(Labeled-object pointing records)
◆ ◆ ◆ ◆ ◆ ◆ ◆
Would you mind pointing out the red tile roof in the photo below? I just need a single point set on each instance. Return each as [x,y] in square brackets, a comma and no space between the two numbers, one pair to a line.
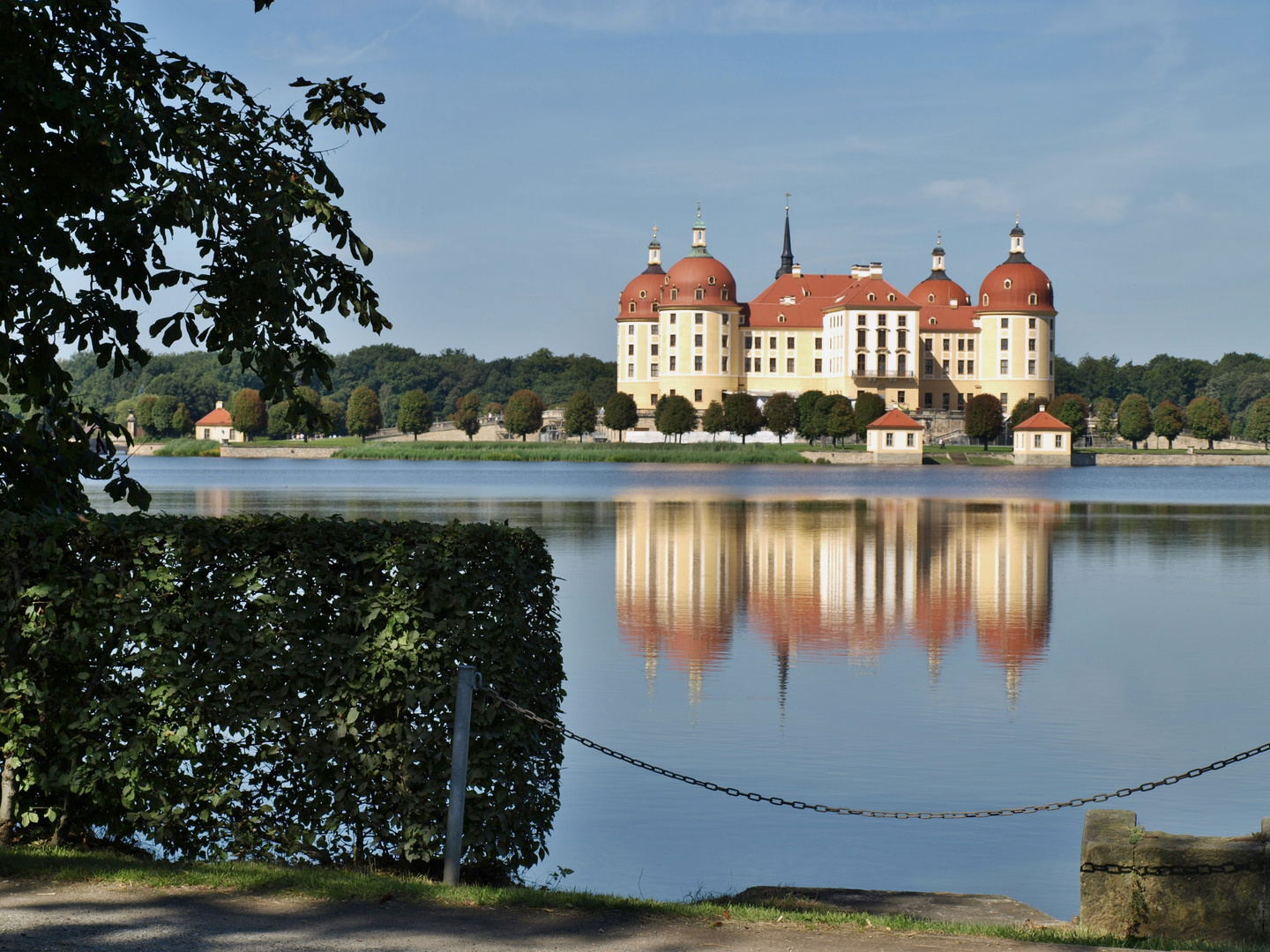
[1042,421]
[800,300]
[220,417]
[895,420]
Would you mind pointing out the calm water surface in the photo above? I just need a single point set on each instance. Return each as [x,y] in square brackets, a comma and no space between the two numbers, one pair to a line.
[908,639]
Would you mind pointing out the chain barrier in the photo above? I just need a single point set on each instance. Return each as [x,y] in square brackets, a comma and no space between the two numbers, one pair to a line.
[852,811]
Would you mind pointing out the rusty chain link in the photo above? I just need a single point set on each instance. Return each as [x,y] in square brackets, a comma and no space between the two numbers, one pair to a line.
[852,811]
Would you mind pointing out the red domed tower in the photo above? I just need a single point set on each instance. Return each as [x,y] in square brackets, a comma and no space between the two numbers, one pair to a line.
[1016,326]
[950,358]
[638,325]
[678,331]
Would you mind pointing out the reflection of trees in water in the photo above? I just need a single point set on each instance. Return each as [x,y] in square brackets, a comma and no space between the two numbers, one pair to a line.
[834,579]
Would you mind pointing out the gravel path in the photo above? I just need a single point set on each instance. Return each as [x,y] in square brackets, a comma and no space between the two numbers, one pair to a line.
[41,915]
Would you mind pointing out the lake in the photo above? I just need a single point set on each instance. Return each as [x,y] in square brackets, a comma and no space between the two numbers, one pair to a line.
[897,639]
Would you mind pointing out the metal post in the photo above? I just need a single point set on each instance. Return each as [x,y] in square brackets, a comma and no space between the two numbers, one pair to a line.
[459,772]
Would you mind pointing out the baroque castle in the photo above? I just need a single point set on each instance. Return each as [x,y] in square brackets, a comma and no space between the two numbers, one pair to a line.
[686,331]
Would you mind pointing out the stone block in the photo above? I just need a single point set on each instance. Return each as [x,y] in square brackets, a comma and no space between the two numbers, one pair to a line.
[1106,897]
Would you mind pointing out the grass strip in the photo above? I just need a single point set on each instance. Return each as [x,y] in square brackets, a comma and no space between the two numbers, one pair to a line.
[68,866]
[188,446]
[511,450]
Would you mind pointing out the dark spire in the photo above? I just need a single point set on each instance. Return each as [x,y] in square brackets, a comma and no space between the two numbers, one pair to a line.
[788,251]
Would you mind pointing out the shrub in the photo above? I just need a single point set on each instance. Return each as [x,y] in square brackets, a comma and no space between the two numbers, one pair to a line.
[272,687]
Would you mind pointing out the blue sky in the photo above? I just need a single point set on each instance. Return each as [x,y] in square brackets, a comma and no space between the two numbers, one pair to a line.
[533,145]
◆ ◆ ◆ ◆ ◆ ◆ ◆
◆ **YOUR INSTRUCTIONS**
Copy out verbatim the part of the records above that opens with the line containing "Would you mind pointing out the dark" and runs through the end of the records.

◆ **EXERCISE SOLUTION**
Would you mind pointing out the dark spire in the photo above? I just need a single point set on each instance. Return each as [x,y] in square brackets, a comma and no space between the two numbers, one pair to a line.
[788,251]
Would you mind pointing out the shrub in the photo above? I just need a single point set on each instance. Return each as [x,y] in square brackets, a comma and no space between the two numbers, one pair to a line.
[272,687]
Would you mind pointing out the blue sky in the photo above? I just need a single point set on each instance. Return each as [x,y] in square brackets, a comma and no space between the two numbers, one pair to a line.
[533,145]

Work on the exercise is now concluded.